_ABOUT THIS TASK_
Your answer should be the data below, reproduced with nothing changed.

----- RECORDS -----

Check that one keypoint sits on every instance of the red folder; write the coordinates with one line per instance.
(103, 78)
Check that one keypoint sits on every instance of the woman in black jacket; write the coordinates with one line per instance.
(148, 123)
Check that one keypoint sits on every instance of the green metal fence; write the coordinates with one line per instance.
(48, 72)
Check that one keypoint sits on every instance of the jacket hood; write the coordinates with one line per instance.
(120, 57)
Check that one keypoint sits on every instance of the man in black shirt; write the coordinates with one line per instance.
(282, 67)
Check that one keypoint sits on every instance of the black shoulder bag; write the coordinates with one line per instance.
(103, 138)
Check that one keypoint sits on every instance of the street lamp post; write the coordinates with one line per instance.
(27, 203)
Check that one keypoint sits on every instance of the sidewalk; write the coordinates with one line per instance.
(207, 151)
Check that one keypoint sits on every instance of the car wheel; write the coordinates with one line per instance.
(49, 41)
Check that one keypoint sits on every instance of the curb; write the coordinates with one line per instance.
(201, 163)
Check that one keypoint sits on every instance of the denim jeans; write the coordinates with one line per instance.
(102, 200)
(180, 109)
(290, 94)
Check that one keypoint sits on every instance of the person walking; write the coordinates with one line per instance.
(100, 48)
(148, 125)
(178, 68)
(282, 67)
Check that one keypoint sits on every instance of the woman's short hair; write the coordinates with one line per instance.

-----

_YOUR RESPONSE_
Check that one keypoint sits on every instance of the red folder; write the coordinates with one line per instance.
(103, 78)
Check that one keypoint sits on every instance of the woman in black jacket; write the coordinates with one line per instance.
(148, 123)
Check that one keypoint sits on every instance of the green metal fence; write the coordinates with one line per instance.
(48, 72)
Check that one keypoint sits on every instance of the jacket hood; write the coordinates with one line per instance.
(120, 57)
Check that one keypoint sits on every instance of the man in black shirt; write the coordinates with one line per instance.
(282, 67)
Check that one keypoint sits on every instance of the black shoulder bag; write the coordinates with one line per instance.
(103, 138)
Check that one keypoint sits on every instance of the street lamp post; write the coordinates with one line per instance.
(27, 203)
Check that one keypoint sits on every instance of the sidewalk; write the coordinates with one line per instance.
(207, 151)
Check that one keypoint sits on every instance of the car wheel; write the coordinates with one line per instance.
(49, 41)
Check that one keypoint sits on every instance of the curb; write the coordinates with one line per instance.
(201, 163)
Check that one keypoint sits on every instance of the denim jeans; write the coordinates with one line per instance.
(102, 200)
(180, 109)
(290, 94)
Check that one keypoint sits on every instance of the person walking; write the coordinates with one line per instance.
(100, 48)
(148, 125)
(178, 68)
(282, 67)
Check that one keypoint sits on every instance of the woman's short hair; write the coordinates with one line per instance.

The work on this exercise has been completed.